Below are records; write all of them out exactly.

::::

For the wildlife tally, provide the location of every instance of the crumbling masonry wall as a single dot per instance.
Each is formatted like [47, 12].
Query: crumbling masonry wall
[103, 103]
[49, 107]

::::

▶ Response area
For the wildlife tally, provide the location of every instance of the crumbling masonry wall as a single dot per instance.
Each is formatted like [47, 12].
Query: crumbling masonry wall
[103, 103]
[49, 107]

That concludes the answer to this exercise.